===== EXERCISE TEXT =====

There are uses that even the first person to ferment corn into alcohol probably didn’t imagine. Some of those – such as cell tissue rebuilding and wood or plastic substitute – were presented during the National Corn Growers Assoc. (NCGA) Corn Utilization & Technology Conference in Kansas City earlier this month.

“Probably, it’s more important today than ever before, that we start putting these new (use) ideas in place,” said NCGA Chairman Fred Yoder, when introducing a group of speakers addressing potential new products and revenue streams for corn processors.

Dr. Chris Schilling, an engineering professor with Saginaw Valley State University in Michigan, talked about combining corn-derived distillers grains and soybean meal for bioplastics. Manufacture is still at the lab stage, he said, explaining the process by which researchers made small, flat, hard discs out of these two items mixed with other ingredients.

=====

### TASK TO COMPLETE
Write out the text about new uses for corn again, beginning at the words "There are uses" and ending after "for corn processors.", and swap "Kansas City" for "Des Moines". The records have nothing to do with the text about new uses for corn.

===== THE DATA =====

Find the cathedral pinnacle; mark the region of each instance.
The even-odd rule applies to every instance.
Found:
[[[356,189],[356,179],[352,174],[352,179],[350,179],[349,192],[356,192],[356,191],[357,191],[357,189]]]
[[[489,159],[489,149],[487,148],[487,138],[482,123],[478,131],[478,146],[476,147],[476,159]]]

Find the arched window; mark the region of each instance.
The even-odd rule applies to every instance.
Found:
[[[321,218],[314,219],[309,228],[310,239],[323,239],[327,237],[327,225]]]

=====

### TASK ANSWER
There are uses that even the first person to ferment corn into alcohol probably didn’t imagine. Some of those – such as cell tissue rebuilding and wood or plastic substitute – were presented during the National Corn Growers Assoc. (NCGA) Corn Utilization & Technology Conference in Des Moines earlier this month.

“Probably, it’s more important today than ever before, that we start putting these new (use) ideas in place,” said NCGA Chairman Fred Yoder, when introducing a group of speakers addressing potential new products and revenue streams for corn processors.